**Entries shown:**
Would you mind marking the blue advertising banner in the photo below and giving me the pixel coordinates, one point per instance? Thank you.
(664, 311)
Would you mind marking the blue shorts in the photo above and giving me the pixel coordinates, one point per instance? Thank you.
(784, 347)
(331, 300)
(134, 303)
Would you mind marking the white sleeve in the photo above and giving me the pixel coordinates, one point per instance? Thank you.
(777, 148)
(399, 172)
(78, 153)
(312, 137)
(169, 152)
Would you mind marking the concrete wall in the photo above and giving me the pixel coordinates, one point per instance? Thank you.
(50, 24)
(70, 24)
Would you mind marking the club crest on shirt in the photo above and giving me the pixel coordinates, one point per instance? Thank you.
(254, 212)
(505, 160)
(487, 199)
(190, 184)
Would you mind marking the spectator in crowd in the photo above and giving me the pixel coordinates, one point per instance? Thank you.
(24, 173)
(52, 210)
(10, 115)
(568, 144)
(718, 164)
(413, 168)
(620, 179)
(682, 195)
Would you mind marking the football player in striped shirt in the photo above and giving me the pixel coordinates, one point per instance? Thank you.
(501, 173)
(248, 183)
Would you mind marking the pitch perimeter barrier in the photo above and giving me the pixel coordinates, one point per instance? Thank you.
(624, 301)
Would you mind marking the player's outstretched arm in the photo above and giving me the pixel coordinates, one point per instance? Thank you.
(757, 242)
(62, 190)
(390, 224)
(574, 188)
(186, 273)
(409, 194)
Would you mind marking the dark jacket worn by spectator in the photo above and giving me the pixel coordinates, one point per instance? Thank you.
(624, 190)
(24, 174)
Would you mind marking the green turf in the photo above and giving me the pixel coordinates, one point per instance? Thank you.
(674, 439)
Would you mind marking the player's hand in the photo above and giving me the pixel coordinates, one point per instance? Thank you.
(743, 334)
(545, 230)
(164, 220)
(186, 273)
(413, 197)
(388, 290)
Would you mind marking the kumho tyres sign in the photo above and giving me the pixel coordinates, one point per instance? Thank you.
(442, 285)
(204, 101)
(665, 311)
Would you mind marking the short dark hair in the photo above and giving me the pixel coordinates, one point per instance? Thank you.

**Task objective:** Copy the material word for word, starting at the line that contains "Would you mind marking the player's hand" and ending with the last line of the material.

**Response below:**
Would you mind marking the player's hand in the photo above and giving me the pixel coordinates, one point per instance? Thank you.
(743, 334)
(545, 230)
(164, 220)
(186, 273)
(413, 197)
(388, 290)
Would you mind marking the kumho tyres sign in the photo above and giving me the pixel coordinates, one point per instance? Thank you.
(442, 285)
(204, 101)
(665, 311)
Would you mind marking the short dark hair in the photo above and giving me the pixel coordinates, one point per instance? Thank you.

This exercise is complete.